**Task requirements**:
Transcribe precisely those lines of the listing that fall between the line containing "Mark one point on each instance of the white wall" and the last line, inclusive of both.

**Dataset entries**:
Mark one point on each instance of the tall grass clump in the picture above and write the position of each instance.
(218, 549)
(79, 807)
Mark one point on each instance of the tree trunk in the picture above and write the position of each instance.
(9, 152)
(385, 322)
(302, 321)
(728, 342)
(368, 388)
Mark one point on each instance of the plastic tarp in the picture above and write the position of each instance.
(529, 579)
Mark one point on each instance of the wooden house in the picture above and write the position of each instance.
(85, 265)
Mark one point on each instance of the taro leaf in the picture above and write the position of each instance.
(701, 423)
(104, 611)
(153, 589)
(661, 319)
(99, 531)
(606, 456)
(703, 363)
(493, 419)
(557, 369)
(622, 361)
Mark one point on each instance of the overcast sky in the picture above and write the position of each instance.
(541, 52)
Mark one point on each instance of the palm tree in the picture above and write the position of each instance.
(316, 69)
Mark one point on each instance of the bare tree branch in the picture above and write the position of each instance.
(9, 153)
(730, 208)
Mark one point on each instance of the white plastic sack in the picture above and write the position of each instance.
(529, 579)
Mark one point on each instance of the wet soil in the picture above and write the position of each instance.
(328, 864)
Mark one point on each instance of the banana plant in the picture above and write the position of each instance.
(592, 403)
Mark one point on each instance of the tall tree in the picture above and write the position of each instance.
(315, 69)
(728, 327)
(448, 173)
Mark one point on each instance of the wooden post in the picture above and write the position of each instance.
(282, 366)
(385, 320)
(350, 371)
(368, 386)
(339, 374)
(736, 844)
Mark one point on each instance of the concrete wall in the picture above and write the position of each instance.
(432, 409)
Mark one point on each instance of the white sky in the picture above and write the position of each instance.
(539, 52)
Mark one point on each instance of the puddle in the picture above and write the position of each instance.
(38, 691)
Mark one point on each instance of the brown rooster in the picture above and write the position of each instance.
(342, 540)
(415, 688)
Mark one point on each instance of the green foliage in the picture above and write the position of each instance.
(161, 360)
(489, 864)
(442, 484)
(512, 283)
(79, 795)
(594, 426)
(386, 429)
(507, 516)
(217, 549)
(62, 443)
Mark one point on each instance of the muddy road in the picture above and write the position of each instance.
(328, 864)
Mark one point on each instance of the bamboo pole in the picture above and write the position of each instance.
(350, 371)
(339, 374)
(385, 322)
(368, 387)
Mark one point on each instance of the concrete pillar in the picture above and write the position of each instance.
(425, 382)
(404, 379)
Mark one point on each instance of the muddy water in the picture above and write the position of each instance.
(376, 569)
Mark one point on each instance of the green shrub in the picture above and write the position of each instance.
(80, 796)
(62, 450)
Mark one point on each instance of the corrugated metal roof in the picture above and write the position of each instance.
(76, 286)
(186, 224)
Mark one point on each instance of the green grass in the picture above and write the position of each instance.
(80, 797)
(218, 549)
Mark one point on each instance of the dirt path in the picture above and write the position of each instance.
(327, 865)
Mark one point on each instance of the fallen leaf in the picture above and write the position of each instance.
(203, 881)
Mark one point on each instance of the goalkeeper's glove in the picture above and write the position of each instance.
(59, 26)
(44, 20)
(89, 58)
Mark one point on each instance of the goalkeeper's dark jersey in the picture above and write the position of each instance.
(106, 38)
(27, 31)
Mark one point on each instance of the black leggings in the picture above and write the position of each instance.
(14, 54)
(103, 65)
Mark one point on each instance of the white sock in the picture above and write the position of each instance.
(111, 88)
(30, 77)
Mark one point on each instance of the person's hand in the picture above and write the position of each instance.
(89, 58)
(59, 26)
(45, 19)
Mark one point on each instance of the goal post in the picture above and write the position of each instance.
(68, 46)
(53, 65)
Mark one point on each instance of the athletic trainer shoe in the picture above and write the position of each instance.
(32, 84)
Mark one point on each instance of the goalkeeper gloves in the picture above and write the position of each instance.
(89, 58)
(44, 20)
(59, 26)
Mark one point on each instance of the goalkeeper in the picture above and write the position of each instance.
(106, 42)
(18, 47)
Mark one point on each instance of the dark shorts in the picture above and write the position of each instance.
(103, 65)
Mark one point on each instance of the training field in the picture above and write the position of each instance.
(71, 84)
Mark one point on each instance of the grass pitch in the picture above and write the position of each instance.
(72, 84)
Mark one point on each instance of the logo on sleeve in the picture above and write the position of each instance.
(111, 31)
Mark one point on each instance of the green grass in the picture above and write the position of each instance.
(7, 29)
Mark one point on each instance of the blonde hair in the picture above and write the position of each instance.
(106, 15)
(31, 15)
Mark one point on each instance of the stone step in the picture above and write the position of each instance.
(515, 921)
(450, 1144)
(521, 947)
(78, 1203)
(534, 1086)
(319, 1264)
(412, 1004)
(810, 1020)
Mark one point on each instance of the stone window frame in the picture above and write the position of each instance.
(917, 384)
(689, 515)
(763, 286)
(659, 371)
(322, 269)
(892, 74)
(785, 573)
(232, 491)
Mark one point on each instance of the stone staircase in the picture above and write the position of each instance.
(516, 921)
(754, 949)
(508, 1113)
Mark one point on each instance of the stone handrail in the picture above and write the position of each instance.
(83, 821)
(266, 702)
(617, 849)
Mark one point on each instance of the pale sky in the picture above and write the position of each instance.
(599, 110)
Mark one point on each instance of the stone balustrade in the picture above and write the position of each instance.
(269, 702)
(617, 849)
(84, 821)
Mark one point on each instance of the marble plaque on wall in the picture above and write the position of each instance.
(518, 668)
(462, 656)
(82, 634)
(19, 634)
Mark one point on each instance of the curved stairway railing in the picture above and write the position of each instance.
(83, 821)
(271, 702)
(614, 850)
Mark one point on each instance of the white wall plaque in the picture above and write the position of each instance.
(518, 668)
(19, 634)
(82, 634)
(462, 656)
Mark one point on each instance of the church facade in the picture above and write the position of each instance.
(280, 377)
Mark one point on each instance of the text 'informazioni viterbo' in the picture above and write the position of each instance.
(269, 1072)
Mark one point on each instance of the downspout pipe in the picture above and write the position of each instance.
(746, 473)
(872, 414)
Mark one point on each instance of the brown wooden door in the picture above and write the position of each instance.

**Exercise result**:
Mark one point on each instance of the white wall plaque in the picture above and write the position of each instance.
(518, 668)
(19, 634)
(82, 634)
(462, 656)
Mark one point on each instance of the church facade in the picture above and write the position of each instance.
(280, 377)
Mark one point on each instance of the text 'informazioni viterbo' in the picture above and write the position of each instance.
(269, 1072)
Mark one point on each instance of the downspout pipe in the picture above and write the position of each instance.
(746, 473)
(872, 414)
Mark one point on each instance of the brown wooden door in the picture above and write the position of each instance.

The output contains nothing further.